Exercise objective:
The full set of entries below should be transcribed exactly.

Material provided:
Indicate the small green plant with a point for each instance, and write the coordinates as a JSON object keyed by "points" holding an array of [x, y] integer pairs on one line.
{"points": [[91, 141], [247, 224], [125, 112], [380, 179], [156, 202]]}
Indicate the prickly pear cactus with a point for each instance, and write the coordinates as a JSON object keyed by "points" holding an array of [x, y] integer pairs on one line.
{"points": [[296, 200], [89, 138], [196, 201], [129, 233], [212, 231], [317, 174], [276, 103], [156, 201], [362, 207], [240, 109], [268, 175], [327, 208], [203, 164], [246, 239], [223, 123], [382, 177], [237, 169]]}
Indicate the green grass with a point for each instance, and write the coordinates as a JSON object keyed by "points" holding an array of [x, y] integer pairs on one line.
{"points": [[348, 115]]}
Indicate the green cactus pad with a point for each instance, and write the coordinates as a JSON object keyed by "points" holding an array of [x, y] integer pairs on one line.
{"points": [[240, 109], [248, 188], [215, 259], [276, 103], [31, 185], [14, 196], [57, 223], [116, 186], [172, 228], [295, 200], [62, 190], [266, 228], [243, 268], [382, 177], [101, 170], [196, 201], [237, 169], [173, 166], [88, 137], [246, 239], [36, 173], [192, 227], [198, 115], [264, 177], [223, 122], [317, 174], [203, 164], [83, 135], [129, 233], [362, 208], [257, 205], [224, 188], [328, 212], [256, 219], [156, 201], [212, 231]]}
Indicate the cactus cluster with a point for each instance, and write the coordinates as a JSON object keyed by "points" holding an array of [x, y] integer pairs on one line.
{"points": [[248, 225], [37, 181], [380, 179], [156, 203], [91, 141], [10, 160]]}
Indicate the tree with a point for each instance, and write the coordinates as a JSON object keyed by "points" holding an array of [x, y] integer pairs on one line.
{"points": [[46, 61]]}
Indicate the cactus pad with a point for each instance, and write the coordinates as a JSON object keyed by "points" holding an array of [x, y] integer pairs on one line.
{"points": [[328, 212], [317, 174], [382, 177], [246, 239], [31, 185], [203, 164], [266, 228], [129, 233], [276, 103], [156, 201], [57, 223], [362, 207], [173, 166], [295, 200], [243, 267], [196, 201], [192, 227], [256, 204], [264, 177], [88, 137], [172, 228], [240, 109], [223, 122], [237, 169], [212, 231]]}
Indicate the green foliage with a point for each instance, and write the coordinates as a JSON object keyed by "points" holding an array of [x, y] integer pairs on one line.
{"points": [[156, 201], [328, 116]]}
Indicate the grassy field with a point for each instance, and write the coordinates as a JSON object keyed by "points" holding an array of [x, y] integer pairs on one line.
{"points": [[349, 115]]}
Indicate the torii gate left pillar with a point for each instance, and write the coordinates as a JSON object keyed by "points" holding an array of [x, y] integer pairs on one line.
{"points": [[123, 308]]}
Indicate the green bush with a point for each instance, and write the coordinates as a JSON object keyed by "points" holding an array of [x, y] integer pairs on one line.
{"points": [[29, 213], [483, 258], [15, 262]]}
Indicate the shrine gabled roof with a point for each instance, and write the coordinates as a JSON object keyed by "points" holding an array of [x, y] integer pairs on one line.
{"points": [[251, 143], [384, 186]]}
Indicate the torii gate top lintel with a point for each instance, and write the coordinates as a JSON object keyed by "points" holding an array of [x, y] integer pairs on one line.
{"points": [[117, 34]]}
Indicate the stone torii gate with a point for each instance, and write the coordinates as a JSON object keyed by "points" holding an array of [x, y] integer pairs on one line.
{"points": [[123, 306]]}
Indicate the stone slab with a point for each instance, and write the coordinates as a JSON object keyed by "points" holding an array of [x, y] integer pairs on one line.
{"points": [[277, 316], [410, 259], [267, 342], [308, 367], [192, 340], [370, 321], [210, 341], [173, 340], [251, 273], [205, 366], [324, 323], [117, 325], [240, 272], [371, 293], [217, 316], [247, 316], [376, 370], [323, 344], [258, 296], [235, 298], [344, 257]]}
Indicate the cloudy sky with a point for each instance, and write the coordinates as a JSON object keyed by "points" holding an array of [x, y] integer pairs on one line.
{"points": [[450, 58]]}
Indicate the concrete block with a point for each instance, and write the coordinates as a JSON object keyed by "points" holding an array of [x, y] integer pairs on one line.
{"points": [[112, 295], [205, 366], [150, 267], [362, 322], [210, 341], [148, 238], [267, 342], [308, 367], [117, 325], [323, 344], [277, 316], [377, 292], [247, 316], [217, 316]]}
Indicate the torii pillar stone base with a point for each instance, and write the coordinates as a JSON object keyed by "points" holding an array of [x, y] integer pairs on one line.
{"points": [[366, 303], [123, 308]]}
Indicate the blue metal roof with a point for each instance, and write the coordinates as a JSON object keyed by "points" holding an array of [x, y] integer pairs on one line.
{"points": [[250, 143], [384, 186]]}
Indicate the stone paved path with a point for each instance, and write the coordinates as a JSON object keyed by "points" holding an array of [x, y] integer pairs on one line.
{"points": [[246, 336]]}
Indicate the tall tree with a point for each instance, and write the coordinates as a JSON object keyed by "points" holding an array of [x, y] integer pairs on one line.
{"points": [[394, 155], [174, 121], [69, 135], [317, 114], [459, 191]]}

Exercise response:
Indicate the small green plant with a point for each instance, and write the coordinates as a JSON object keyed by "points" holding an array of [x, y] integer pairs on one line.
{"points": [[91, 141], [247, 224], [125, 112], [380, 179], [156, 202]]}
Indicate the prickly pear cactus with a point for each instance, and write the coordinates as a JSON object keyed by "points" holding an array of [x, y] integer pairs on one line.
{"points": [[296, 200], [89, 138], [196, 201], [129, 233], [212, 231], [317, 174], [276, 103], [156, 201], [362, 207], [240, 109], [268, 175], [327, 208], [203, 164], [246, 239], [223, 123], [382, 177], [237, 169]]}
Indicate the green grass with a point for each instance, and write the coordinates as a JSON object keyed by "points" holding an array of [x, y] integer pairs on one line.
{"points": [[348, 115]]}
Indicate the green cactus pad with a point for each instance, and write the coordinates as a JSON object keyed by "points" holding an array of [x, y] integer pairs on one line.
{"points": [[240, 109], [248, 188], [215, 259], [276, 103], [31, 185], [14, 196], [57, 223], [116, 186], [172, 228], [295, 200], [62, 190], [266, 228], [243, 268], [382, 177], [101, 170], [196, 201], [237, 169], [173, 166], [88, 137], [246, 239], [36, 173], [192, 227], [198, 115], [264, 177], [223, 122], [317, 174], [203, 164], [83, 135], [129, 233], [362, 208], [257, 205], [224, 188], [328, 212], [256, 219], [156, 201], [212, 231]]}
Indicate the cactus cluster with a point for each instance, and write the coordinates as a JSON object keyed by "points" holding an array of [x, y] integer pairs on one line.
{"points": [[248, 225], [37, 181], [380, 179], [156, 203], [91, 141], [10, 160]]}
Indicate the tree with a point for each instance, and write the coordinates as a JSON object keyed by "points" holding an array of [x, y] integer pairs on one line.
{"points": [[46, 61]]}
Indicate the cactus pad with a point for each instance, and write the coordinates as a JSON object keyed by "points" holding an array of [x, y] integer pairs on one line.
{"points": [[328, 212], [317, 174], [382, 177], [246, 239], [31, 185], [203, 164], [266, 228], [129, 233], [276, 103], [156, 201], [57, 223], [362, 207], [173, 166], [295, 200], [243, 267], [196, 201], [192, 227], [256, 204], [264, 177], [88, 137], [172, 228], [240, 109], [223, 122], [237, 169], [212, 231]]}
Indicate the green foliage with a point for each instance, and write the coordinates as a JSON object keyed by "points" holding an array of [x, y] integer pairs on one line.
{"points": [[156, 201], [328, 116]]}
Indicate the grassy field with a point for each instance, and write the coordinates as a JSON object keyed by "points" holding an array of [x, y] integer pairs on one line.
{"points": [[349, 115]]}
Indicate the torii gate left pillar with a point for each instance, and write the coordinates as a JSON object keyed by "points" holding an array of [x, y] integer pairs on one line.
{"points": [[123, 308]]}
Indicate the green bush with a point for each instance, and write the coordinates as a JSON object keyed by "points" holding an array of [x, y] integer pairs on one line.
{"points": [[29, 213], [483, 258], [15, 262]]}
Indicate the shrine gabled roof with a point for each instance, and write the coordinates as a JSON object keyed by "points" holding an array of [x, y] integer pairs on one line.
{"points": [[251, 143], [384, 186]]}
Indicate the torii gate top lintel with a point for each instance, and write the coordinates as a JSON object keyed by "points" holding an array of [x, y] integer pairs on one line.
{"points": [[117, 34]]}
Indicate the stone torii gate with a point for each instance, and write the coordinates as a JSON object keyed by "points" holding an array of [x, y] integer pairs on one line.
{"points": [[123, 306]]}
Indicate the stone slab with a point for each instance, and write the coordinates as a JSON object keyed by "points" holding an array of [x, y] integer pairs on one line.
{"points": [[277, 316], [410, 259], [267, 342], [308, 367], [192, 340], [370, 321], [210, 341], [173, 340], [251, 273], [205, 366], [324, 323], [117, 325], [240, 272], [371, 293], [217, 316], [247, 316], [376, 370], [323, 344], [258, 296], [235, 298], [344, 257]]}
Indicate the cloudy sky with a point for each instance, and write the coordinates as a JSON object keyed by "points" holding an array of [x, y] integer pairs on one line.
{"points": [[450, 58]]}
Indicate the concrete block with a point for each instance, and write the coordinates as a JSON object keyed by "points" holding an array of [x, y] integer pairs on one line.
{"points": [[112, 295], [205, 366], [150, 267], [362, 322], [210, 341], [148, 238], [267, 342], [308, 367], [117, 325], [323, 344], [277, 316], [377, 292], [247, 316], [217, 316]]}
Indicate the torii pillar stone base with a point for each instance, and write the coordinates as a JSON object keyed by "points" holding an array of [x, y] integer pairs on one line.
{"points": [[366, 303], [123, 308]]}
Indicate the blue metal roof with a point for each instance, and write the coordinates as a JSON object keyed by "points" holding an array of [x, y] integer pairs on one line.
{"points": [[250, 143], [384, 186]]}
Indicate the stone paved path with a point for each instance, and write the coordinates as a JSON object keyed by "points" holding an array of [x, y] integer pairs on one line.
{"points": [[246, 336]]}
Indicate the tall tree with a point for each instance, and write the coordinates as a JSON object keyed by "points" holding an array of [x, y] integer pairs on one line.
{"points": [[394, 155], [174, 121], [69, 135], [317, 114], [459, 191]]}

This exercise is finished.